Information shown:
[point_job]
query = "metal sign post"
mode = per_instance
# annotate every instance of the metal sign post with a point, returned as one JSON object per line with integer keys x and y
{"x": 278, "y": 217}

Prompt: Quote the data above verbatim, reproducing every line without any change.

Final result:
[point_job]
query = "metal sign post"
mode = per_instance
# annotate every instance of the metal sign post with a point, returned as one JSON object per line with integer keys x and y
{"x": 278, "y": 217}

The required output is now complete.